## What you will do:
The records that follow must be repeated exactly, line by line.

## Exercise material:
/---

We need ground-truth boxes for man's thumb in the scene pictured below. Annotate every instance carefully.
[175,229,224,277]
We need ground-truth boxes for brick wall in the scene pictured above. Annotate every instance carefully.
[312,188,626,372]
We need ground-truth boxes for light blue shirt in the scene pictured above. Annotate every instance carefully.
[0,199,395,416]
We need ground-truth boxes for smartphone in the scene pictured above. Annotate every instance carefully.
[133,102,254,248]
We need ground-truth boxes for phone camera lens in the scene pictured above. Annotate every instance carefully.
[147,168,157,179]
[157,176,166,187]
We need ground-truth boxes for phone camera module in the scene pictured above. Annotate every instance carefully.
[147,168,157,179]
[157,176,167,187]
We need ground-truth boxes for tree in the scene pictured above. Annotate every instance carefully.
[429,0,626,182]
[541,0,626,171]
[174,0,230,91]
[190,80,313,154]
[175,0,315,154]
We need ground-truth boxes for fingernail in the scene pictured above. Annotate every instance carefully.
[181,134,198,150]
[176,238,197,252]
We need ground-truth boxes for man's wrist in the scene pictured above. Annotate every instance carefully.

\---

## Output for this exercise:
We need ground-truth boxes for man's thumb in the scene pictured below. Annotate every instance carefully.
[175,229,224,277]
We need ground-truth boxes for brick wall in the scene pictured above. Annotate every instance carefully.
[312,188,626,372]
We need ground-truth boxes for light blue shirt in the scene pictured above. Annotate every instance carefully.
[0,199,395,416]
We need ground-truth boxes for smartphone in the scene pictured above. Annotate every instance carefully.
[133,102,254,248]
We need ground-truth boxes for phone camera lens in the scene pictured above. Annotate every instance carefully.
[147,168,157,179]
[157,176,166,187]
We need ground-truth boxes for phone camera module in the scene pictured above. Annotate every instance carefully.
[147,168,157,179]
[157,176,167,187]
We need ground-truth boxes for tree in the scene pictured above. Annotate every instance carefully.
[429,0,626,182]
[541,0,626,171]
[174,0,230,91]
[190,80,313,154]
[175,0,315,154]
We need ground-truth boxes for fingernail in the scene pictured above. Annotate every instance carefully.
[181,134,198,150]
[176,238,197,252]
We need ground-truth boxes for man's wrist in the scene pictured above. Annotate every instance carefully.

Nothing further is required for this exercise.